ASSIGNED TASK — The answer should contain each record below, repeated exactly.

(Recorded data)
BEGIN

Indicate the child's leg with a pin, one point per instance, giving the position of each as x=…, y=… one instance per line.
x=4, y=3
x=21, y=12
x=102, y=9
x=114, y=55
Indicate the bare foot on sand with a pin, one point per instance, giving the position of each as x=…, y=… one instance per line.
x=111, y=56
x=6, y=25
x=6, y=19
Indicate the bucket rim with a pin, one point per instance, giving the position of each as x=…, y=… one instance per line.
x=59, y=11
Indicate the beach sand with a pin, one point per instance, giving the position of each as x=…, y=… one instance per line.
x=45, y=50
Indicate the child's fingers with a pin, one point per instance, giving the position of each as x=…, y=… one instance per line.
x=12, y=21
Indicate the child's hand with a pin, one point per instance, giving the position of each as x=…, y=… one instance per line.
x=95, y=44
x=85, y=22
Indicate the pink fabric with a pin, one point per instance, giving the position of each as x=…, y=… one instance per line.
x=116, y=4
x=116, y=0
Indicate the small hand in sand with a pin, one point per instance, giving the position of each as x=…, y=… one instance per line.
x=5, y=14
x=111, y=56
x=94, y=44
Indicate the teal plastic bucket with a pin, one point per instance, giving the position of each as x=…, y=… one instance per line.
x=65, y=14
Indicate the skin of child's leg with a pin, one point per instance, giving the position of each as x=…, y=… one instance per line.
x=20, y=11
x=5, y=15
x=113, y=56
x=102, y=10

END

SOLUTION TO THIS EXERCISE —
Indicate the child's leg with a pin, one point per instance, giving the position of each as x=…, y=… one instance per line.
x=4, y=3
x=21, y=12
x=102, y=9
x=114, y=55
Indicate the bare foot on sand with a pin, one point per instance, giving the position of each as x=…, y=… one instance per line.
x=111, y=56
x=6, y=25
x=6, y=19
Indicate the bucket rim with a pin, one point per instance, giving the position of each as x=…, y=… one instance per line.
x=59, y=11
Indicate the beach sand with a pin, one point per instance, giving the position of each as x=…, y=… one instance per line.
x=45, y=50
Indicate the child's fingers with a pin, one point per instance, giving the position of each as x=…, y=… one instance per line.
x=12, y=21
Indicate the child's hand with a pin, one point per instance, giving the position of each as x=…, y=… one instance per line.
x=95, y=44
x=85, y=22
Indicate the pink fabric with a pin, one point per instance, giving the position of each as x=…, y=… one instance per line.
x=116, y=4
x=116, y=0
Indicate the small hand in sand with a pin, one point per instance, giving the position of each as x=…, y=… one instance per line.
x=5, y=14
x=111, y=56
x=94, y=44
Indicate the teal plastic bucket with a pin, one point per instance, giving the position of each as x=…, y=… one instance per line.
x=65, y=14
Indicate the skin of child's leg with a pin, one point per instance, giving the position of each as x=…, y=… one instance per line.
x=20, y=11
x=5, y=15
x=113, y=56
x=102, y=10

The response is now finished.